ТЕКСТ ДЛЯ РАЗБОРА —
== == ==
Нетрудно заметить, что на уровне “онтологической” теории дискурса СМИ выпадают из сферы анализа даже на уровне примеров. Объектом анализа становятся механизмы конструирования “больших идеологий” и движений, в которых СМИ – не более, чем механизм, через который может осуществляться конденсация универсалистского значения на пустом означающем или, наоборот, поддержание существующей системы дискурсивных дифференциаций, препятствующих созданию нового универсалистского фронтира.

Таким образом, дискурсивный анализ СМИ осуществляется с помощью либо слишком мелкой, либо слишком крупной оптики. Вместо анализа средств массовой информации как политического, социального и культурного феномена мы получаем либо набор “примеров”, показывающих, как они осуществляют натурализацию идеологии и оперируют с доминантным дискурсом, либо общую картину “дискурсивной тотальности”, в которой СМИ – только один из элементов контекста.
== == ==
ЗАПИСИ ДАННЫХ —
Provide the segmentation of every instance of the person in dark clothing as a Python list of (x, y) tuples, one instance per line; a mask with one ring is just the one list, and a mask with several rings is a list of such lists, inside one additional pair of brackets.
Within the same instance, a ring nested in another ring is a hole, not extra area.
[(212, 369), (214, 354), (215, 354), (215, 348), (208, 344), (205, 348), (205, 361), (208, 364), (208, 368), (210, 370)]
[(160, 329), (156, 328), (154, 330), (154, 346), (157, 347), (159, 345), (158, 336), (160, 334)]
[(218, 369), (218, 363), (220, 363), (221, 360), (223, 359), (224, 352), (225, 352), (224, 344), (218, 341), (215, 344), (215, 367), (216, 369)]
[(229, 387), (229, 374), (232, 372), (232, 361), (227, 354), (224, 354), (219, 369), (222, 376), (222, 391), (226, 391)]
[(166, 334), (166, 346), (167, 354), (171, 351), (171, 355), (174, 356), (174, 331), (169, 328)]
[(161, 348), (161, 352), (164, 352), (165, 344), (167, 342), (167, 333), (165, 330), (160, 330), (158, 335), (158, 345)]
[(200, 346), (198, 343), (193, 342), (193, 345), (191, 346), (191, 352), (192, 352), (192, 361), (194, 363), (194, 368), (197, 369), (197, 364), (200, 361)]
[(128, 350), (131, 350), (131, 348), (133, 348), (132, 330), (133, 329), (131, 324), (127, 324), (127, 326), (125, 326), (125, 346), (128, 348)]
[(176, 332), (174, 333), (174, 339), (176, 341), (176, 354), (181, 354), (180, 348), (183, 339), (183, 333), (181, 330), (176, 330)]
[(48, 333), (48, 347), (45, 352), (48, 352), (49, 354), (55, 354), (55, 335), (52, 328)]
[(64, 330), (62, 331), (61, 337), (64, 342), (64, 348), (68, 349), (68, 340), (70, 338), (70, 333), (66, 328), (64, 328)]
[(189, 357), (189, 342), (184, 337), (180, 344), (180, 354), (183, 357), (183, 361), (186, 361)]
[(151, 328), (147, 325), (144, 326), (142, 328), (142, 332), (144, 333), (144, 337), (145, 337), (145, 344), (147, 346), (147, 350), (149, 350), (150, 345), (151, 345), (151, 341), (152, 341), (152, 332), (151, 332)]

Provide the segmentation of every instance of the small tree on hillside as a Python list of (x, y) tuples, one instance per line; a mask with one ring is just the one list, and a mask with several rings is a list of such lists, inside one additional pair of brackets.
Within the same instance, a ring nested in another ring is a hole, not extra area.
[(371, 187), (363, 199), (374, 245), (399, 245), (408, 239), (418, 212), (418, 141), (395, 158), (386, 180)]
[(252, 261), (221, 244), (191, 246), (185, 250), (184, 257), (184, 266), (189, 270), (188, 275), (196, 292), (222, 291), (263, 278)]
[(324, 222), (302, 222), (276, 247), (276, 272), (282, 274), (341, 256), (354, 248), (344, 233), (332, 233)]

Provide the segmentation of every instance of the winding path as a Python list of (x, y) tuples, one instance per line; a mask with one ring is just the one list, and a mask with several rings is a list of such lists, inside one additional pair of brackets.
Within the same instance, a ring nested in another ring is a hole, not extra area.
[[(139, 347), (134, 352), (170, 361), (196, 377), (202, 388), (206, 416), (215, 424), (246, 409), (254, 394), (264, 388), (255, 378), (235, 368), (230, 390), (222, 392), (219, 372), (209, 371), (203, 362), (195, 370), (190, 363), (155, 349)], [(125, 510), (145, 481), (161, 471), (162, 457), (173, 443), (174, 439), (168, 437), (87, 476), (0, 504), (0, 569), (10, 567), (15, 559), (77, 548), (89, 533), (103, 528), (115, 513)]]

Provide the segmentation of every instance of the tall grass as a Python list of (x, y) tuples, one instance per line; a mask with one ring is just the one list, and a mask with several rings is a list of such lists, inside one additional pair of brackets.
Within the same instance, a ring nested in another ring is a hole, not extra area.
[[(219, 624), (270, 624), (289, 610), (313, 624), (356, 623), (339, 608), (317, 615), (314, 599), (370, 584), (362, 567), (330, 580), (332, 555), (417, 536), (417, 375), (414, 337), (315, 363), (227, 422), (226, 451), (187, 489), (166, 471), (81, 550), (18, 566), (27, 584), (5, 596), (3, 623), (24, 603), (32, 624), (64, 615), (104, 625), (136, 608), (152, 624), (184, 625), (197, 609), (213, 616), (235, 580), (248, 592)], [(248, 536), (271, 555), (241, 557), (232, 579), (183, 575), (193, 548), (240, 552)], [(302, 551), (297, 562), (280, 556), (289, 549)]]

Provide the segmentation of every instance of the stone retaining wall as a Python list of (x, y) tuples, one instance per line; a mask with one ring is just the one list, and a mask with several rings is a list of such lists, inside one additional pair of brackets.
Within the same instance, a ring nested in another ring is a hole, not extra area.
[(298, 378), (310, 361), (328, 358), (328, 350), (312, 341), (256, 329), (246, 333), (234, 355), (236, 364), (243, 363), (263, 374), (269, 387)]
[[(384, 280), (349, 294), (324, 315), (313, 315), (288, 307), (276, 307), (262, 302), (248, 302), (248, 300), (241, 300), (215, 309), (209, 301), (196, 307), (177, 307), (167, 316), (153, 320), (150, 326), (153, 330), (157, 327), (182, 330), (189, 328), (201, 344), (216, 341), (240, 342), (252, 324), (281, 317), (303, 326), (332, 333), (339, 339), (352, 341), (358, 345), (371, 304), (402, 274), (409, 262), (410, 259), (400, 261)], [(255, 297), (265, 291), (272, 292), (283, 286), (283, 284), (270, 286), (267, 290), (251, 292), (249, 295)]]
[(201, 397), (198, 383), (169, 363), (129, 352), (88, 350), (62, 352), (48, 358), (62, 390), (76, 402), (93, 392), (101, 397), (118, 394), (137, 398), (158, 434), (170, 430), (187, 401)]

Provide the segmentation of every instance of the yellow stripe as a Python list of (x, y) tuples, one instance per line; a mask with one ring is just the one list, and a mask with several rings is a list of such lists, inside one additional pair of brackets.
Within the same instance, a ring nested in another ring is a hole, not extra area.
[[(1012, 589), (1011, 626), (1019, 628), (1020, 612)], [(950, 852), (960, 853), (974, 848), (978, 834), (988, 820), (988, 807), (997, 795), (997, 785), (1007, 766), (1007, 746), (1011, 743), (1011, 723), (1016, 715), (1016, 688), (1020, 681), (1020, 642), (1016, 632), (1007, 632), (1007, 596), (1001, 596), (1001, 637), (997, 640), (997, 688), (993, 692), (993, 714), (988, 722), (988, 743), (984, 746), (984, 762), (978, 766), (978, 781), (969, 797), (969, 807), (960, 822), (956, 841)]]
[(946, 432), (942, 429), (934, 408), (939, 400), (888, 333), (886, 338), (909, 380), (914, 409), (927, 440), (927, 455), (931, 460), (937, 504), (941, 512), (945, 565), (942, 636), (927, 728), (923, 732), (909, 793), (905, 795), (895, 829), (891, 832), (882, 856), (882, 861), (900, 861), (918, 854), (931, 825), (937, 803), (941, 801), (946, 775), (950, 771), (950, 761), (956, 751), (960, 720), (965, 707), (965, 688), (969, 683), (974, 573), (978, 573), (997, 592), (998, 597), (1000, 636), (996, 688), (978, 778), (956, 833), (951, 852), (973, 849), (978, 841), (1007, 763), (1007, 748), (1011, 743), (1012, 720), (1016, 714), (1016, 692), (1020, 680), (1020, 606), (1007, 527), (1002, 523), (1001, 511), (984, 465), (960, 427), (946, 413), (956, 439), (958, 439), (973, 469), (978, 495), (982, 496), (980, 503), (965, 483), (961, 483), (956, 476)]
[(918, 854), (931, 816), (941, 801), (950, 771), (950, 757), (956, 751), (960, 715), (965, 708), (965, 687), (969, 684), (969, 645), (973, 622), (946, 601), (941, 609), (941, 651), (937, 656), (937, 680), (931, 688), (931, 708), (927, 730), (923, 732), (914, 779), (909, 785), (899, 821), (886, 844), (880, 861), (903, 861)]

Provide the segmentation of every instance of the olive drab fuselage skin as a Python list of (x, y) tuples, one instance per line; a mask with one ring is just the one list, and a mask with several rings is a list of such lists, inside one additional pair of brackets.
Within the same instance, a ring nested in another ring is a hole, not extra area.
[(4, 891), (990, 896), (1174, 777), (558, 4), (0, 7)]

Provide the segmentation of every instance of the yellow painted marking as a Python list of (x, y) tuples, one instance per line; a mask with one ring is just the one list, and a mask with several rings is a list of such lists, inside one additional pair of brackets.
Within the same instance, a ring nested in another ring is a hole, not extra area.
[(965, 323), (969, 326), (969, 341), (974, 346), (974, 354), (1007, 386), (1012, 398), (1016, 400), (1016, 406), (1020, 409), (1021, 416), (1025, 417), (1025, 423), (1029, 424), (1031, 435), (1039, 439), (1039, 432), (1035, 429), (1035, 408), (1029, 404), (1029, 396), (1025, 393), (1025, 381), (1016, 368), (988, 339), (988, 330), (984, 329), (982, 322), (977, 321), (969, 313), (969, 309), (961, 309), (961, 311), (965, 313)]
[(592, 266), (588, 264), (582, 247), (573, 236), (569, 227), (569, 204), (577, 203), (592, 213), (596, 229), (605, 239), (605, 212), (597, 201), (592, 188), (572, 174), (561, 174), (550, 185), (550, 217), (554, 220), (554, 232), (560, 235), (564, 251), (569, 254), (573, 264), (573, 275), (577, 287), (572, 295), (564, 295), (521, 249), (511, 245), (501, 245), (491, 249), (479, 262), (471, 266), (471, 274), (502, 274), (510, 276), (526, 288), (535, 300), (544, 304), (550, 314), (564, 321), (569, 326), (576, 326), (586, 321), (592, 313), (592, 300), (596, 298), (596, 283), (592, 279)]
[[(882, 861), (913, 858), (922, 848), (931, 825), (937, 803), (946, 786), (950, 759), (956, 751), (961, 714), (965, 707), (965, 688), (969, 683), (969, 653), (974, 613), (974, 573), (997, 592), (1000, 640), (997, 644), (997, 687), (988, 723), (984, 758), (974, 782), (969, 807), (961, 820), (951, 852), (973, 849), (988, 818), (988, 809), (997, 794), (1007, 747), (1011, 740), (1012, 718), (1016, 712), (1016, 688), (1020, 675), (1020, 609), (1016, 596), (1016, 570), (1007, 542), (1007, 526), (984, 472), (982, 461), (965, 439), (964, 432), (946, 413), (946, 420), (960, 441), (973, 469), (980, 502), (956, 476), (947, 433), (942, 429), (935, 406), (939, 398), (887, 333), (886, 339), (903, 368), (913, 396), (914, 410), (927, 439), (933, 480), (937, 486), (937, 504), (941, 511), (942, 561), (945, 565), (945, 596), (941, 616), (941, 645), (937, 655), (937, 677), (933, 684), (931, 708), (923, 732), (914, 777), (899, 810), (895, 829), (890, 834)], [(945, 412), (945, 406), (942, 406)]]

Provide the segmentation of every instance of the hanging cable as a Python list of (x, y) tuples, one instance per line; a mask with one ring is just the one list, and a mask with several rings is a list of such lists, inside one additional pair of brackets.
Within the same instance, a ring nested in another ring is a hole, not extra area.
== == ==
ЧТО СДЕЛАТЬ — Напишите продолжение текста о дискурсивном анализе СМИ, начиная сразу после его последнего предложения. Записи никак не связаны с текстом.

РЕЗУЛЬТАТ УПРАЖНЕНИЯ —
“Мелкая оптика” доминирует в современной коммуникативистике, так что в результате в этой дисциплине господствует предметный анархизм при полном методологическом консенсусе (который служит главным критерием правильности отдельно взятой аналитической процедуры и истинности получившегося результата). Дискурсивный анализ СМИ означает обращение к анализу самых разнообразных посланий, объединенных только способом трансляции и общей функцией – воспроизводством идеологии и поддержанием гегемонии властного блока. Несколько упрощая, можно сказать, что в теории дискурса анализу подлежит любой текст и любой аспект этого текста, при условии, что он был транслирован с помощью технических средств, которые принято относить к сфере массовой коммуникации при описании коммуникативного акта по схеме Г. Ласуэлла (ответ на вопрос “Посредством чего?”).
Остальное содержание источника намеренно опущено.